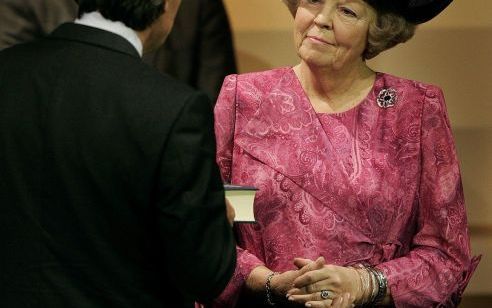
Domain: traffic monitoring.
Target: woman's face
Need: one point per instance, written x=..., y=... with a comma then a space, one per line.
x=332, y=33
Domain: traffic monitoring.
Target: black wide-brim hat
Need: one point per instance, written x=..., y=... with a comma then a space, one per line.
x=415, y=11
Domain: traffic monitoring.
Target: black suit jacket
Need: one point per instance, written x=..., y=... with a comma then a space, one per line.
x=109, y=191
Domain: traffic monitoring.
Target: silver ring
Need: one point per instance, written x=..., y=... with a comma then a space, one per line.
x=325, y=294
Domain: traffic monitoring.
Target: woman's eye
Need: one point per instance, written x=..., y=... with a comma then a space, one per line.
x=348, y=12
x=314, y=1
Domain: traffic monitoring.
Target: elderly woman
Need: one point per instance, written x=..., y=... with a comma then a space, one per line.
x=356, y=166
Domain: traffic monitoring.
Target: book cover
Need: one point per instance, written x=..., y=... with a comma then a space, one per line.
x=242, y=200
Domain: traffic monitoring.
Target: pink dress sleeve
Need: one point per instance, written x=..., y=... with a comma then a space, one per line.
x=440, y=257
x=225, y=124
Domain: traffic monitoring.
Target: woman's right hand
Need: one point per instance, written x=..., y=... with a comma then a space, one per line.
x=280, y=283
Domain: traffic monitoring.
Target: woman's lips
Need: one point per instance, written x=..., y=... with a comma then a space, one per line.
x=318, y=40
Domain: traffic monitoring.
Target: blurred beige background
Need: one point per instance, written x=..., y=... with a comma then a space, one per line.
x=453, y=51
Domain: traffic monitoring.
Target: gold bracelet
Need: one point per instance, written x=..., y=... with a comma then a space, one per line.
x=268, y=288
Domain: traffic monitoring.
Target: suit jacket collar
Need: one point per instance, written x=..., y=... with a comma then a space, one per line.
x=94, y=36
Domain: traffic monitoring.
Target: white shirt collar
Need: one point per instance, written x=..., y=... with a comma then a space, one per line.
x=96, y=20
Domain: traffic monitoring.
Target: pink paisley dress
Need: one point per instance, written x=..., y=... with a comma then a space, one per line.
x=378, y=184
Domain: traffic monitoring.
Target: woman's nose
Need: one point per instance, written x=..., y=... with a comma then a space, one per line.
x=324, y=18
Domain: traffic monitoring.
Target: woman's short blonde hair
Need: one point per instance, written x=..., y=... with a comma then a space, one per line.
x=386, y=31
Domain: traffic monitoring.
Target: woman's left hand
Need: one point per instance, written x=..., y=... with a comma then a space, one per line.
x=330, y=286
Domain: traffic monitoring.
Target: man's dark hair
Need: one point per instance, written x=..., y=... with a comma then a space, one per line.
x=135, y=14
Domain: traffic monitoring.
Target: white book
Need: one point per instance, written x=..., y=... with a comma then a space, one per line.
x=242, y=200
--*--
Task details
After identifying the lines above that contain "black", copy each one.

Task solution
Target: black wide-brim hat
Target: black suit jacket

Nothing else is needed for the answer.